# PROBLEM REQUIREMENTS
Everything from the line containing "of the world" through the final line of the records must be transcribed verbatim; nothing else belongs in the result.

Start of Block

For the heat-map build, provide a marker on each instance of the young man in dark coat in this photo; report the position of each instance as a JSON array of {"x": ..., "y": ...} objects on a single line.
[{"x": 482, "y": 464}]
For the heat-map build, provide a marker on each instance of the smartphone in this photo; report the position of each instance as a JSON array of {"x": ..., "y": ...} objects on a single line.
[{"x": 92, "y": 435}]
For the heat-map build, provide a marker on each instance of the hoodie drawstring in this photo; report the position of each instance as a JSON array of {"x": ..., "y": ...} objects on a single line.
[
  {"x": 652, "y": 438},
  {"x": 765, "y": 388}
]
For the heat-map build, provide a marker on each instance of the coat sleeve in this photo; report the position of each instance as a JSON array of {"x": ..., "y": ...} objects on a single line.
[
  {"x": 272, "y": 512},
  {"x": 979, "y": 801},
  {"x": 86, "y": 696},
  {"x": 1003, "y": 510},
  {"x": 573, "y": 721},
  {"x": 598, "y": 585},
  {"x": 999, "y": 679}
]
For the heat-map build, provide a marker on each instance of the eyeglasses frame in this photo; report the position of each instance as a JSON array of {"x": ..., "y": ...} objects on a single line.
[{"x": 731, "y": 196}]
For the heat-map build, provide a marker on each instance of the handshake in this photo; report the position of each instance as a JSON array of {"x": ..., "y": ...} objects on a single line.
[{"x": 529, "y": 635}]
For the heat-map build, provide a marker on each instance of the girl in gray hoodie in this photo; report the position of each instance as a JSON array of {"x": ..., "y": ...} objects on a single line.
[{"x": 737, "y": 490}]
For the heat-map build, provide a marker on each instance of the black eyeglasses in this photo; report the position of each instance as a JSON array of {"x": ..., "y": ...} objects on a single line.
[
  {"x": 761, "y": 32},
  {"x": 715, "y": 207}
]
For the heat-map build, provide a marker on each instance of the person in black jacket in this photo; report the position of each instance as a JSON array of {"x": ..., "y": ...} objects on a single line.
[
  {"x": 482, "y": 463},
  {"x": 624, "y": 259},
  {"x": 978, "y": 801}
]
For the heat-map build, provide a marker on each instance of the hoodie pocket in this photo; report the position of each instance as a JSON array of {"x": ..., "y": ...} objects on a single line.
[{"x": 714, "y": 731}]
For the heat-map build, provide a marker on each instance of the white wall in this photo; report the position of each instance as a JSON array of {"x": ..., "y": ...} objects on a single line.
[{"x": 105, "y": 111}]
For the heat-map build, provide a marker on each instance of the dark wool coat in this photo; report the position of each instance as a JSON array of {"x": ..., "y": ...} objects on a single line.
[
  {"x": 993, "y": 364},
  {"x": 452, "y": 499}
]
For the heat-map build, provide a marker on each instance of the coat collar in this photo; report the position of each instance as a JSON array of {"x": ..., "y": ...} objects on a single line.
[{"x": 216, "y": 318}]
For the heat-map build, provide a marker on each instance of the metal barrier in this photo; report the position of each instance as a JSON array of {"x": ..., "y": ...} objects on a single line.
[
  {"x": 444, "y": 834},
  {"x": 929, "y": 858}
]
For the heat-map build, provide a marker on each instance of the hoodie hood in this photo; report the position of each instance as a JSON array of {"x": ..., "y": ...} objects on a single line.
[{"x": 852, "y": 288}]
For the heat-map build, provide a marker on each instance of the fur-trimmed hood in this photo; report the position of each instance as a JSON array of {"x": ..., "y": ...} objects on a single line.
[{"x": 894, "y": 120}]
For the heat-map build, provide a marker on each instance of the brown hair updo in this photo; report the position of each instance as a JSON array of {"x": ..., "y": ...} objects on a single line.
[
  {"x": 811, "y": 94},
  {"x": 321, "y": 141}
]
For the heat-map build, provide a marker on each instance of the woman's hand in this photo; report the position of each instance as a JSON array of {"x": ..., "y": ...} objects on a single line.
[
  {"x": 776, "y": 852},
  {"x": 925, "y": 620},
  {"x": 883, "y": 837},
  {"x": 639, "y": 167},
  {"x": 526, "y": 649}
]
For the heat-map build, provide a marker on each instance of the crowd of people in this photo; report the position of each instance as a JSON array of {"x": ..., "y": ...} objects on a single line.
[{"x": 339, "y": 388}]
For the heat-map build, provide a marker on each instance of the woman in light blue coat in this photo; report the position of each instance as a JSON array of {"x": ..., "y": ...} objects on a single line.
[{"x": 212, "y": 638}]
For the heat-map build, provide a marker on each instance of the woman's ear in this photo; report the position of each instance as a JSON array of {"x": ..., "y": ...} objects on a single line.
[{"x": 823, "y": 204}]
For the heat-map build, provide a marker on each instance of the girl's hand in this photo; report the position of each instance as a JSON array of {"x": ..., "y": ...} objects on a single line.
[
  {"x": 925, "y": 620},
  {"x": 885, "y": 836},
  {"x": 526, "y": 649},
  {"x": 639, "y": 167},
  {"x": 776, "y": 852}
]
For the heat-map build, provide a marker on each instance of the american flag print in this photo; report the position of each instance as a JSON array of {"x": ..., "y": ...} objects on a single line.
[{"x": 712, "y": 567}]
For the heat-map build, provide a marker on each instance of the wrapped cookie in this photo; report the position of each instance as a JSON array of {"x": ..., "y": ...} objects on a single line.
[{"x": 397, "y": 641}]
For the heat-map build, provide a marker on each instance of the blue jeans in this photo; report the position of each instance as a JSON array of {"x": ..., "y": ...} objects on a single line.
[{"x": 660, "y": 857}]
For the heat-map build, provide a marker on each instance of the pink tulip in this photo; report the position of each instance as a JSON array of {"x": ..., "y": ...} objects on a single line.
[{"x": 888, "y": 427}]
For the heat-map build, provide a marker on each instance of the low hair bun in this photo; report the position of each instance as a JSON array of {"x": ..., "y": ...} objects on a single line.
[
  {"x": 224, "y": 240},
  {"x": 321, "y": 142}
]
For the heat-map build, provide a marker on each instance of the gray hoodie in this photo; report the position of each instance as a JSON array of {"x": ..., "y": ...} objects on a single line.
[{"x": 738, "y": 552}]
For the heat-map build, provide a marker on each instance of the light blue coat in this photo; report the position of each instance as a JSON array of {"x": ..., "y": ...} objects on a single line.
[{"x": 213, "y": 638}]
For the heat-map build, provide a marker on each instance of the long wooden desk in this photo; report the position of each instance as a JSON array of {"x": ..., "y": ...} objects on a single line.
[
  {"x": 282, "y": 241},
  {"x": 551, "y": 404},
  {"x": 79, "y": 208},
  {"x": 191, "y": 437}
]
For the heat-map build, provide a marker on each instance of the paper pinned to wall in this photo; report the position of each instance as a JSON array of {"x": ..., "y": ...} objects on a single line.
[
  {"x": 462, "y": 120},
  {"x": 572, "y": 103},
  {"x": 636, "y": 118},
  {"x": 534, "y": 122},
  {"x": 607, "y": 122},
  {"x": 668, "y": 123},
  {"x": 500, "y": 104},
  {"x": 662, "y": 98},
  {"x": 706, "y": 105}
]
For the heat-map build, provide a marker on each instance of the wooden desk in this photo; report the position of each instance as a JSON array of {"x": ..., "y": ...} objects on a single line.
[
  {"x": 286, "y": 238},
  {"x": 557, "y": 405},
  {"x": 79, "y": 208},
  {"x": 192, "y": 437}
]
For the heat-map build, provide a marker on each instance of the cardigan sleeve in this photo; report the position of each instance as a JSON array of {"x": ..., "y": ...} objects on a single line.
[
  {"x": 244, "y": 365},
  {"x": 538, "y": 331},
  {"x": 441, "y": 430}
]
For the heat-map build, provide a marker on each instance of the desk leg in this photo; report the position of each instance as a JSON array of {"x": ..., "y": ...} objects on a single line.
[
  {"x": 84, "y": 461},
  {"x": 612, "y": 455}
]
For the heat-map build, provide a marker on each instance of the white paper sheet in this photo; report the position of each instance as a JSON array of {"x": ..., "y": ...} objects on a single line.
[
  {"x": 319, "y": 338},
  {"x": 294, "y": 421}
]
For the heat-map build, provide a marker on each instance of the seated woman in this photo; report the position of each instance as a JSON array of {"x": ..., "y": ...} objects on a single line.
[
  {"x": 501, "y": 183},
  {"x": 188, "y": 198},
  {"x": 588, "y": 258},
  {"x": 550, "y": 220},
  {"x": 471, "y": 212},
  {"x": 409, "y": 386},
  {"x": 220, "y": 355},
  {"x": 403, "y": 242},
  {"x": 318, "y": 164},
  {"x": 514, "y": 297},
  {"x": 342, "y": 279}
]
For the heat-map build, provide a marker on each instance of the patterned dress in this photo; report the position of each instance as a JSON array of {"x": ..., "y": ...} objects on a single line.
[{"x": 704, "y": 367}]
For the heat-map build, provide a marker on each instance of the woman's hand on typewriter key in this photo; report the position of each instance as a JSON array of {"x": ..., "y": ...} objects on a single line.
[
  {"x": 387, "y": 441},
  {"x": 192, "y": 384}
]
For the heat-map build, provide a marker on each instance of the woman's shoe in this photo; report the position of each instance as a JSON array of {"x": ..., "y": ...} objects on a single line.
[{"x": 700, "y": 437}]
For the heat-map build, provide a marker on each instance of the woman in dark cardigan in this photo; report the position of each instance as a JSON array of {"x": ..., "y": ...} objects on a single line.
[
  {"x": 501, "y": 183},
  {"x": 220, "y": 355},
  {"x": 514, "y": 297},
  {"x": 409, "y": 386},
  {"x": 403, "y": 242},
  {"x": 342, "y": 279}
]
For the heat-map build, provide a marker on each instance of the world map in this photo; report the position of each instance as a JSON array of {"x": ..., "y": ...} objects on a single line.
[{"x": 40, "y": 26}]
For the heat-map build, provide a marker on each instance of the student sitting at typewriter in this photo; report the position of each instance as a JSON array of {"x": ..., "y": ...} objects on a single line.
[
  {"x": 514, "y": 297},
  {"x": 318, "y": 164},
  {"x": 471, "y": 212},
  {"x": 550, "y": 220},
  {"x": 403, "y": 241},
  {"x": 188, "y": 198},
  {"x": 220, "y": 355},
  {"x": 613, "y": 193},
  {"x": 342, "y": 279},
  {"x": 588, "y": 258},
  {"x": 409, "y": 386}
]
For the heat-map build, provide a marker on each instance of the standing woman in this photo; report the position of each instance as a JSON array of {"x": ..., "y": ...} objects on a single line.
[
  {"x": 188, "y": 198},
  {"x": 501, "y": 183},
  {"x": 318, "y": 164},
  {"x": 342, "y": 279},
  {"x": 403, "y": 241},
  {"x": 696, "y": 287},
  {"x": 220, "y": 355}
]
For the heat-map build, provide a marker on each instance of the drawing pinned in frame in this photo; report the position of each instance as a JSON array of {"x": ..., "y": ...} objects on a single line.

End of Block

# YOUR SOLUTION
For the heat-map build, provide a marker on each instance of the world map in this photo; report the position of each instance as a JSON array of {"x": ..., "y": ...} objects on a single line.
[{"x": 40, "y": 26}]
For the heat-map build, provide a marker on each instance of the student sitting at typewriter in this photo; report the position of each instance as a JSON array of {"x": ..., "y": ...} objects on a single line.
[
  {"x": 514, "y": 297},
  {"x": 318, "y": 164},
  {"x": 471, "y": 212},
  {"x": 550, "y": 220},
  {"x": 403, "y": 241},
  {"x": 188, "y": 198},
  {"x": 220, "y": 355},
  {"x": 613, "y": 193},
  {"x": 342, "y": 279},
  {"x": 588, "y": 258},
  {"x": 409, "y": 386}
]
For the heat-map build, provide a marker on each instance of the standing woman in this photo; report the position of each instance as a JSON array of {"x": ..., "y": ...} objects on a single line.
[
  {"x": 188, "y": 198},
  {"x": 501, "y": 183},
  {"x": 318, "y": 164},
  {"x": 342, "y": 279},
  {"x": 403, "y": 241},
  {"x": 696, "y": 287},
  {"x": 220, "y": 355}
]
For the heat-map build, provide a marker on each instance of the drawing pinned in frame in this photo; report the position of each instance as a JSON array of {"x": ..., "y": ...} objects on a single line.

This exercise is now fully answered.